Each line of the records that includes "bench" should be found and copied.

The records Start Marker

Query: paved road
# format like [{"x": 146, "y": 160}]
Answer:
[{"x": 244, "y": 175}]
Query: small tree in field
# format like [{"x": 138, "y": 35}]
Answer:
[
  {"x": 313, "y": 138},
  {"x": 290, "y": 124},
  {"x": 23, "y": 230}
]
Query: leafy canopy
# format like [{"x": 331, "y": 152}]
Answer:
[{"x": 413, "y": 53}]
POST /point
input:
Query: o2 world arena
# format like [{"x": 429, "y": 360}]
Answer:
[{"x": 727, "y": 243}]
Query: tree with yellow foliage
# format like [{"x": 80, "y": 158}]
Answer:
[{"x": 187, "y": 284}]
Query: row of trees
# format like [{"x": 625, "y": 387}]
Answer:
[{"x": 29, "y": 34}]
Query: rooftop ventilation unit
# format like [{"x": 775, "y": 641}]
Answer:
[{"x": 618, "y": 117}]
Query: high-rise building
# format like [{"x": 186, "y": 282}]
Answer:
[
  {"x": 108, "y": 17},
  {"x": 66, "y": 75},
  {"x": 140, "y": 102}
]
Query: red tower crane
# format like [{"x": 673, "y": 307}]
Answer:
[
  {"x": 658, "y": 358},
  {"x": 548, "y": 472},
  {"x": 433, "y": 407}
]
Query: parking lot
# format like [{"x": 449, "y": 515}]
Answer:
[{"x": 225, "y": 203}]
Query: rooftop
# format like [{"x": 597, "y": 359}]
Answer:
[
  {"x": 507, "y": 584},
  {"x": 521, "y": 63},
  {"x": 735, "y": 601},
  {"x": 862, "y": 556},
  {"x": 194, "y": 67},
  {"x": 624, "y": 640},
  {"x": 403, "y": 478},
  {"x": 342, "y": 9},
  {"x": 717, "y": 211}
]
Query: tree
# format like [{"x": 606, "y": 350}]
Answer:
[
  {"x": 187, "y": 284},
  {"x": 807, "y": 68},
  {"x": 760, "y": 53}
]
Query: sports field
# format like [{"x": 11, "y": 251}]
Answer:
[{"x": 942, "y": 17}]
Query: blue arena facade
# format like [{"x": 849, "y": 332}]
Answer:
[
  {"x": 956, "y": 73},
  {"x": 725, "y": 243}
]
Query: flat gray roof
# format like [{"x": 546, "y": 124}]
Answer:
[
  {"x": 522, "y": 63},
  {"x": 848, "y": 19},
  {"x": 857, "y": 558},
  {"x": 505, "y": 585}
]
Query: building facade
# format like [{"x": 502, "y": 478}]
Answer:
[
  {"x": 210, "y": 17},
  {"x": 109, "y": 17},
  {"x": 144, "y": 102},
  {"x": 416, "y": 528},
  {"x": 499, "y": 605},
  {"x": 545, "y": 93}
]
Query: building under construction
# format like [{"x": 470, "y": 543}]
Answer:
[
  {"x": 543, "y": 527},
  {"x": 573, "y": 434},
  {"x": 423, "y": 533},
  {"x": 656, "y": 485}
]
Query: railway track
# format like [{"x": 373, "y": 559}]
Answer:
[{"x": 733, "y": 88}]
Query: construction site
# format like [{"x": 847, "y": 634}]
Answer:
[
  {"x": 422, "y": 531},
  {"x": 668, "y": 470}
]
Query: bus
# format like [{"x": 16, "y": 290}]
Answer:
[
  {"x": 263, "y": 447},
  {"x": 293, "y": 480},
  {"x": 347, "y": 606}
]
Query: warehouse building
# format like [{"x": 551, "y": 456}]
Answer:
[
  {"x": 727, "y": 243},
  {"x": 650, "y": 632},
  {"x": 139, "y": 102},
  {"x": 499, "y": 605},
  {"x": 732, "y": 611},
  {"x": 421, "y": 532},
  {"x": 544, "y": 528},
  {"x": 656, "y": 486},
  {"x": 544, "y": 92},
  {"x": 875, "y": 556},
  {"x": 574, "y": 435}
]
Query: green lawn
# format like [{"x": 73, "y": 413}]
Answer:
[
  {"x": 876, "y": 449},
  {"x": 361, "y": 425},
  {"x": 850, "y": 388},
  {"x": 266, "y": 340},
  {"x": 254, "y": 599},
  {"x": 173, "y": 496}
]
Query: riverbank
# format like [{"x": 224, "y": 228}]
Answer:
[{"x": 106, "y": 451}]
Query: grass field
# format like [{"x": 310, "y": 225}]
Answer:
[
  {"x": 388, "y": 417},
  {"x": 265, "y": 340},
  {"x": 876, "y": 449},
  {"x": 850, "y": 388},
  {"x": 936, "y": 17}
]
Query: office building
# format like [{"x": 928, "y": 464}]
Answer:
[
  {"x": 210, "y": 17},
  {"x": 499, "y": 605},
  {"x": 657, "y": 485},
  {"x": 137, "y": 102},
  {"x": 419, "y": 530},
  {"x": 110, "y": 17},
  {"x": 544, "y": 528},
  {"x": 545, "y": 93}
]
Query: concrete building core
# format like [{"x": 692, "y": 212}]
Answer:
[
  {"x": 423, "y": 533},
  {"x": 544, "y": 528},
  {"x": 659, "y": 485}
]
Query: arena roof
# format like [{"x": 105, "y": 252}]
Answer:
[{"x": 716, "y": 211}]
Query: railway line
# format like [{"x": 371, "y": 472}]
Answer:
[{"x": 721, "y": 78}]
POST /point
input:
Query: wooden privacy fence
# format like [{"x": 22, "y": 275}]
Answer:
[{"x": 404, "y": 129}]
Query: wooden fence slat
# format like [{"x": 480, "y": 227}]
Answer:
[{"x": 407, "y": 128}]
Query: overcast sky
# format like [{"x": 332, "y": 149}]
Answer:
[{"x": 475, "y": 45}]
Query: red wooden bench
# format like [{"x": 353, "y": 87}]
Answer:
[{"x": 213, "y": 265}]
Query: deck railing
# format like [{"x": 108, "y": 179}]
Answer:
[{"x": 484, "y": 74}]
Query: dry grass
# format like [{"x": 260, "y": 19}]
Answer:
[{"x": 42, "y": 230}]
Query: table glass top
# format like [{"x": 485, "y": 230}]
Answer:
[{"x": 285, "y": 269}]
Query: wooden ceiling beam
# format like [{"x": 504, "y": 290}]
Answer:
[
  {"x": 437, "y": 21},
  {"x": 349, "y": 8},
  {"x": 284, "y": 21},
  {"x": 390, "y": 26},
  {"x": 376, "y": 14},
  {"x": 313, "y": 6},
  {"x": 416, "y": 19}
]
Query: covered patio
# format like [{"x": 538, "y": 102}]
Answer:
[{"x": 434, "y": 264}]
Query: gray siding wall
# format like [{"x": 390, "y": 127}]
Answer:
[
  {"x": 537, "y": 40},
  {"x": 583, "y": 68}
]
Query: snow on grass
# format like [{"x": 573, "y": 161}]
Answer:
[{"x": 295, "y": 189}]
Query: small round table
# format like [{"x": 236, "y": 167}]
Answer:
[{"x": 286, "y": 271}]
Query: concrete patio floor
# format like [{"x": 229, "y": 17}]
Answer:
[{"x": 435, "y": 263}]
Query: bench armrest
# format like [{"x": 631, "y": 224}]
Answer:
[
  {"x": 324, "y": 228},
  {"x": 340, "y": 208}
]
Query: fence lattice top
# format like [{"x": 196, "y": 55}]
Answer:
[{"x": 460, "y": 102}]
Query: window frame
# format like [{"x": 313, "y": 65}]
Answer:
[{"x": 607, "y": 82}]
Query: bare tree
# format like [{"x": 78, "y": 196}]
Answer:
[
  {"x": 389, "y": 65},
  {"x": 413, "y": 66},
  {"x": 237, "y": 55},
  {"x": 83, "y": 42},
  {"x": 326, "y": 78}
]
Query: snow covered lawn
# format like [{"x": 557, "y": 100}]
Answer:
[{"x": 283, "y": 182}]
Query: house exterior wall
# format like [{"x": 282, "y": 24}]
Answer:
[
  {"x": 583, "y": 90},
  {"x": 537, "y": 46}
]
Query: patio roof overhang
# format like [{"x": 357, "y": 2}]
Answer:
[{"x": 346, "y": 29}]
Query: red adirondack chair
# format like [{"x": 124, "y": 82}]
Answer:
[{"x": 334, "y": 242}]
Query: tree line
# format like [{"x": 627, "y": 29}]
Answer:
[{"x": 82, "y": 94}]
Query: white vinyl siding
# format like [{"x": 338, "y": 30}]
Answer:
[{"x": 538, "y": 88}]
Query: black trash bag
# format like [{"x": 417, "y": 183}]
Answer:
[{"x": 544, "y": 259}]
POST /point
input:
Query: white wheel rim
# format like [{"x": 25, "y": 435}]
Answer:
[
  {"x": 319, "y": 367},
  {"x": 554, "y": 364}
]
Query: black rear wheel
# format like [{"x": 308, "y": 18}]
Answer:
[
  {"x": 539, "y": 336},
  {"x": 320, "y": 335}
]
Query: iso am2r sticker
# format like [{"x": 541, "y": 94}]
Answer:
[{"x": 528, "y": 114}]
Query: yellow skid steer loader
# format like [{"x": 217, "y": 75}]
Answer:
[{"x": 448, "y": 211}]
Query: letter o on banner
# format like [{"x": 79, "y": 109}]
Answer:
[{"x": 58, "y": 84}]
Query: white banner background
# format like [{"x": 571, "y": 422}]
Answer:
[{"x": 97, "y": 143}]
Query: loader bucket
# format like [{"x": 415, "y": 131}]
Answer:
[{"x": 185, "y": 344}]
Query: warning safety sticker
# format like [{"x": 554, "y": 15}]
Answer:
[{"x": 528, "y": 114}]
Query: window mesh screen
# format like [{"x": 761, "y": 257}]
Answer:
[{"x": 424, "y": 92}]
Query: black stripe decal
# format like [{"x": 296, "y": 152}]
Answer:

The records End Marker

Exercise answer:
Query: red wooden bench
Query: bench armrest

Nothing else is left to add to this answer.